<<<<
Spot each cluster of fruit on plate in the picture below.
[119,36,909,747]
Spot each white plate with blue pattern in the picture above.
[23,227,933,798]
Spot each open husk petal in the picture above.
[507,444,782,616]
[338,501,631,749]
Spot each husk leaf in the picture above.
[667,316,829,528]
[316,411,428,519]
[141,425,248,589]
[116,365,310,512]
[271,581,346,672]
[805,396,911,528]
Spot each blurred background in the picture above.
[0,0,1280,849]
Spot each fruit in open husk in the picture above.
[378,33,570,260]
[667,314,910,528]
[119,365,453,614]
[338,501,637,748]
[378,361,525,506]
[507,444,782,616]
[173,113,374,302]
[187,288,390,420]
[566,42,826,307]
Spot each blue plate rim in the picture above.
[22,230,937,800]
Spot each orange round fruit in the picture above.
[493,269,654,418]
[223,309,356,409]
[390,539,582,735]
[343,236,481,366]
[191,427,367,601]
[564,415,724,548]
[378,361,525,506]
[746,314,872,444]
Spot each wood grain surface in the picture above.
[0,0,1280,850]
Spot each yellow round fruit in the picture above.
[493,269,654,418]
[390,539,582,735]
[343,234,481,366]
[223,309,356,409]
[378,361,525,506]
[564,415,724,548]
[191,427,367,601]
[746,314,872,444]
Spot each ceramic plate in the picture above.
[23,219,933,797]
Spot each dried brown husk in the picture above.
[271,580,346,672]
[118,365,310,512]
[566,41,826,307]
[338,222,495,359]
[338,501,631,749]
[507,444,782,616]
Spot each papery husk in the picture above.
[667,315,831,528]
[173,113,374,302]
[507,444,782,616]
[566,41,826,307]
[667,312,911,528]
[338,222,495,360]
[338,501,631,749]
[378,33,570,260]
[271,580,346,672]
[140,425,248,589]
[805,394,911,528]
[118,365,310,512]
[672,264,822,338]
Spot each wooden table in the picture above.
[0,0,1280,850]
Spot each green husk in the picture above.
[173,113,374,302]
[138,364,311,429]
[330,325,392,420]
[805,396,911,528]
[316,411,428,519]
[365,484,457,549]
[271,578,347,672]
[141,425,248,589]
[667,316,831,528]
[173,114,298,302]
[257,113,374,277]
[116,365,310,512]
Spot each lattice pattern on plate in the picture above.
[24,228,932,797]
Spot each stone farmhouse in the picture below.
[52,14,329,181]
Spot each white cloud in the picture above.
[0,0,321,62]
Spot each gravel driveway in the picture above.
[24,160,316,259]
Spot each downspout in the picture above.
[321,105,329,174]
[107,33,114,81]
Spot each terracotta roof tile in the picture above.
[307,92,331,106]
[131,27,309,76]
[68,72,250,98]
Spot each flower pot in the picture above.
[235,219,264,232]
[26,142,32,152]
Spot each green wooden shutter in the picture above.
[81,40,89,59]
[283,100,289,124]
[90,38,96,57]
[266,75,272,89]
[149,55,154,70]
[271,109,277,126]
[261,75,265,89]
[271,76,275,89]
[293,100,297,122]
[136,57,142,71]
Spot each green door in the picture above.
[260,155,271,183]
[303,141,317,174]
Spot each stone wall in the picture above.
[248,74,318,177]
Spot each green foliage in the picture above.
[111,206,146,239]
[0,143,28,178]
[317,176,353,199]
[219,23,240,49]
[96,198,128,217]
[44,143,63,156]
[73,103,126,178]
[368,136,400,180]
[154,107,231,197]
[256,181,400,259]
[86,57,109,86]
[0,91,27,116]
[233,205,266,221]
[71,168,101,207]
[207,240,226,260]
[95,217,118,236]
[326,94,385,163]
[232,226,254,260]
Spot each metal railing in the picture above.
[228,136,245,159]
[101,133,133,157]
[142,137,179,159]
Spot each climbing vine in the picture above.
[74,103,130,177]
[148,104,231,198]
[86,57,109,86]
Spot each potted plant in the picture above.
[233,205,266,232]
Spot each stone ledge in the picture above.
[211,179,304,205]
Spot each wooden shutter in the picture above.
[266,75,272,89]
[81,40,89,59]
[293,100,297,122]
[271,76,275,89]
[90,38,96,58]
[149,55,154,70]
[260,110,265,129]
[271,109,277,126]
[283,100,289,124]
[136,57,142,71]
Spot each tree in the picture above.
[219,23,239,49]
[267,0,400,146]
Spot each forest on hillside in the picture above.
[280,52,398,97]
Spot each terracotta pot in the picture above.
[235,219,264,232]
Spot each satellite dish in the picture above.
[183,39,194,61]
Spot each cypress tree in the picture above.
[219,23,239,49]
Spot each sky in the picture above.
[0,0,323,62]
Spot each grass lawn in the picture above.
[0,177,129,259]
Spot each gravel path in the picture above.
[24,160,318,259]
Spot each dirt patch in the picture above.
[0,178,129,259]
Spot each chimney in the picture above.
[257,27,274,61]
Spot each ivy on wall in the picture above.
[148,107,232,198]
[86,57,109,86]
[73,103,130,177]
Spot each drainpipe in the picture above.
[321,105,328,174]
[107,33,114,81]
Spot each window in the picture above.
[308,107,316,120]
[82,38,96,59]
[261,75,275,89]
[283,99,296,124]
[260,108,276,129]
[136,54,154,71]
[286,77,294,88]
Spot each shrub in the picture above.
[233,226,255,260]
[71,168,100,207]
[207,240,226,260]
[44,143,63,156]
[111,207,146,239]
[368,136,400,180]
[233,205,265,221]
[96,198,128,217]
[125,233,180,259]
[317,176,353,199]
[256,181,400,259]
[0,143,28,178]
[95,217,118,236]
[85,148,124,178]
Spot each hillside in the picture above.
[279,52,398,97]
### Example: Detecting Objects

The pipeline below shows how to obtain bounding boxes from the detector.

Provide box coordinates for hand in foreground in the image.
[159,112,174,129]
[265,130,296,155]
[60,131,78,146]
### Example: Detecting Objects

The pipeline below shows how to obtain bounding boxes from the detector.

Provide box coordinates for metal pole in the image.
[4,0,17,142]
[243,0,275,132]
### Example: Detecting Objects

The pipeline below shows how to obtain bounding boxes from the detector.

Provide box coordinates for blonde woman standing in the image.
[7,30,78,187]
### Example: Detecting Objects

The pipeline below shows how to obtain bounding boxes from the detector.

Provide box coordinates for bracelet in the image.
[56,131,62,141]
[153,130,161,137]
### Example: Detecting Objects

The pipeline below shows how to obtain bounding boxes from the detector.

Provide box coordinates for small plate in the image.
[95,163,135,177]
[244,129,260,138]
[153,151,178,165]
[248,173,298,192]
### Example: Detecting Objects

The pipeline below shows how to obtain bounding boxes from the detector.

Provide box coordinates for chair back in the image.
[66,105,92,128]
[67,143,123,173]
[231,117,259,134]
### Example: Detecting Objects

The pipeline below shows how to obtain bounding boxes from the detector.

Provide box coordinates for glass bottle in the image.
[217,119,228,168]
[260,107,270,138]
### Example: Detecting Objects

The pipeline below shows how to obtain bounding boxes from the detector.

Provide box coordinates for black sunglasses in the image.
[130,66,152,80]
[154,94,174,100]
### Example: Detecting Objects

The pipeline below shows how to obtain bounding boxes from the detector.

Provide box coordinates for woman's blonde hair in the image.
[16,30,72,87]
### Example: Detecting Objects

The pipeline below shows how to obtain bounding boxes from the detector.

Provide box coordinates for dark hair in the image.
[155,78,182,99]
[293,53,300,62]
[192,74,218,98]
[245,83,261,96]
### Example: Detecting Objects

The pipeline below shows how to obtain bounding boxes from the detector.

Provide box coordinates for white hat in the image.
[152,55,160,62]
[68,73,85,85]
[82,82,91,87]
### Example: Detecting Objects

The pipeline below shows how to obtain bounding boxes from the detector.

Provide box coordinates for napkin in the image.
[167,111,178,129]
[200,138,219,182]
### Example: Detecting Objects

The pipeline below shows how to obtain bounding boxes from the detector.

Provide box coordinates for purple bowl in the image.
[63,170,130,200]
>>>>
- _WHAT IS EXPECTED_
Quote the data above in full, changing nothing.

- _FULL SOLUTION_
Spot each cluster of fruit on plate in the picture below.
[119,36,909,747]
Spot each white plate with blue pattern in the picture above.
[23,227,933,798]
Spot each open husk petal in the picture above.
[507,444,782,616]
[338,501,631,749]
Spot each husk leaf in the picture above.
[667,316,829,528]
[316,411,428,519]
[141,425,248,589]
[116,365,310,512]
[271,581,346,672]
[805,396,911,528]
Spot each blurred background in the picture above.
[0,0,1280,849]
Spot each fruit in open husk in the picture above.
[378,33,570,260]
[667,314,910,528]
[119,365,453,614]
[338,501,637,748]
[378,361,525,506]
[507,444,782,616]
[173,113,374,302]
[187,288,390,420]
[566,42,826,307]
Spot each blue plate rim in the picture above.
[22,230,937,800]
Spot each orange round fruit in the picture above.
[493,269,654,418]
[223,309,356,409]
[390,539,582,735]
[343,236,481,366]
[191,427,367,601]
[564,415,724,548]
[378,361,525,506]
[746,314,872,444]
Spot each wood grain surface in the picture above.
[0,0,1280,850]
Spot each yellow round fruit in the picture above.
[493,269,654,418]
[390,539,582,735]
[343,234,481,366]
[223,309,356,409]
[378,361,525,506]
[564,415,724,548]
[191,427,367,601]
[746,314,872,444]
Spot each ceramic plate in the picture above.
[23,219,933,797]
Spot each dried brown husk in the picture above.
[271,580,346,672]
[118,365,310,512]
[566,41,826,307]
[338,222,495,359]
[338,501,631,749]
[507,444,782,616]
Spot each papery husk in the picture above.
[667,315,831,528]
[173,113,374,302]
[507,444,782,616]
[566,41,826,307]
[667,312,911,528]
[338,222,495,360]
[338,501,631,749]
[378,33,570,260]
[271,580,346,672]
[140,425,248,589]
[805,394,911,528]
[118,365,310,512]
[672,264,822,338]
Spot each wooden table in the picture above.
[0,0,1280,850]
Spot each green husk in the picture above.
[173,113,374,302]
[138,364,311,429]
[330,325,392,420]
[805,396,911,528]
[316,411,428,519]
[365,484,457,549]
[271,578,347,672]
[141,425,248,589]
[667,316,831,528]
[173,114,298,302]
[257,113,374,277]
[116,365,310,512]
Spot each lattice pattern on plate in the picture above.
[24,228,932,797]
Spot each stone farmhouse in the picture below.
[52,14,329,181]
Spot each white cloud in the picture above.
[0,0,321,62]
Spot each gravel driveway in the picture above.
[24,160,316,259]
Spot each downspout in the picture above.
[321,105,329,174]
[107,33,114,81]
Spot each terracotta roof tile in the picture above.
[307,92,331,106]
[131,27,309,76]
[68,72,250,98]
Spot each flower pot in the picture above.
[235,219,264,232]
[26,142,32,152]
Spot each green wooden shutter in the picture above.
[81,40,89,59]
[283,100,289,124]
[90,38,96,57]
[266,75,272,89]
[149,55,154,70]
[271,109,277,126]
[261,75,265,89]
[271,76,275,89]
[293,100,297,122]
[136,57,142,71]
Spot each green door in the picture above.
[260,155,271,183]
[303,141,317,174]
Spot each stone wall in the picture above.
[248,74,318,177]
Spot each green foliage in the picture above.
[111,206,146,239]
[0,143,28,178]
[317,176,353,199]
[219,23,240,49]
[96,198,128,217]
[44,143,63,156]
[73,103,126,178]
[368,136,400,180]
[154,107,231,197]
[256,181,400,259]
[86,57,109,86]
[0,91,27,116]
[233,205,266,221]
[71,168,101,207]
[207,240,226,260]
[95,217,118,236]
[326,94,385,163]
[232,226,254,260]
Spot each metal railing in the picture above.
[228,136,245,159]
[101,133,133,157]
[142,137,179,159]
Spot each climbing vine in the picture above.
[74,103,130,177]
[148,104,231,198]
[86,57,109,86]
Spot each potted plant in the picture above.
[233,205,266,232]
Spot each stone ledge in the picture above.
[211,179,304,205]
Spot each wooden shutter in the picture above.
[266,75,272,89]
[81,40,89,59]
[293,100,297,122]
[271,76,275,89]
[90,38,96,58]
[149,55,154,70]
[260,110,265,129]
[271,109,277,126]
[283,100,289,124]
[136,57,142,71]
Spot each tree in the picture above.
[219,23,239,49]
[267,0,400,146]
Spot each forest on hillside in the picture above.
[280,52,398,97]
Spot each terracotta pot in the picture above.
[235,219,264,232]
Spot each satellite dish in the picture above.
[183,39,194,61]
Spot each cypress tree in the picture above.
[219,23,239,49]
Spot each sky in the picture above.
[0,0,323,62]
Spot each grass lawn in the picture above.
[0,177,129,259]
Spot each gravel path in the picture above.
[24,160,318,259]
Spot each dirt patch in the picture above.
[0,178,129,259]
Spot each chimney in the picture above.
[257,27,274,61]
Spot each ivy on wall in the picture above.
[148,107,232,198]
[86,57,109,86]
[73,103,130,177]
Spot each drainpipe in the picture above.
[321,105,328,174]
[107,33,114,81]
Spot each window in the picture above.
[308,107,316,120]
[82,38,96,59]
[261,75,275,89]
[283,99,296,124]
[260,108,276,129]
[136,54,154,71]
[286,77,294,88]
Spot each shrub in the picture above.
[233,226,255,260]
[71,168,100,207]
[207,240,226,260]
[44,143,63,156]
[111,207,146,239]
[368,136,400,180]
[233,205,265,221]
[96,198,128,217]
[125,233,180,259]
[317,176,353,199]
[256,181,400,259]
[0,143,28,178]
[95,217,118,236]
[85,148,124,178]
Spot each hillside in the picture above.
[279,52,398,97]
### Example: Detecting Objects

The pipeline below shows how to obtain bounding boxes from the detector.

Provide box coordinates for hand in foreground in the image.
[159,112,174,129]
[265,130,296,155]
[60,131,78,146]
### Example: Detecting Objects

The pipeline below shows how to obtain bounding boxes from the detector.

Provide box coordinates for metal pole in the image.
[4,0,17,142]
[243,0,275,132]
### Example: Detecting Objects

The pipeline below shows how to obtain bounding boxes from the detector.

Provide box coordinates for blonde woman standing in the image.
[7,30,78,187]
### Example: Detecting Objects

The pipeline below shows how to obtain bounding boxes from the detector.

Provide box coordinates for bracelet in the image.
[56,131,62,141]
[153,130,161,137]
### Example: Detecting Objects

The pipeline below shows how to obtain bounding boxes from the detector.

Provide box coordinates for small plate in the image.
[95,163,135,177]
[244,129,260,138]
[153,151,178,165]
[248,173,298,192]
### Example: Detecting Objects

The pipeline below shows how to obtain bounding boxes from the detector.

Provide box coordinates for chair back in the image.
[66,105,92,128]
[67,143,123,173]
[231,117,259,134]
### Example: Detecting Objects

The pipeline below shows how to obtain bounding boxes from the detector.

Provide box coordinates for glass bottle in the image.
[217,119,228,168]
[260,107,270,138]
### Example: Detecting Objects

The pipeline below shows how to obtain bounding boxes from the detector.

Provide box coordinates for black sunglasses in the image.
[130,66,152,80]
[154,94,174,100]
### Example: Detecting Objects

The pipeline below shows how to obtain bounding boxes from the detector.

Provide box coordinates for woman's blonde hair in the image.
[16,30,72,87]
### Example: Detecting Objects

The pipeline below shows how to obtain bounding boxes from the detector.

Provide box coordinates for dark hair in the image.
[155,78,182,99]
[293,53,300,62]
[192,74,218,98]
[245,83,261,96]
### Example: Detecting Objects

The pipeline below shows how to obtain bounding boxes from the detector.

Provide box coordinates for white hat in the image.
[152,55,160,62]
[68,73,85,85]
[82,82,91,87]
### Example: Detecting Objects

The pipeline below shows how to obtain bounding boxes from the detector.

Provide box coordinates for napkin in the image.
[167,111,178,129]
[200,138,219,182]
### Example: Detecting Objects

The pipeline below shows how to obtain bounding boxes from the detector.

Provide box coordinates for purple bowl in the image.
[63,170,130,200]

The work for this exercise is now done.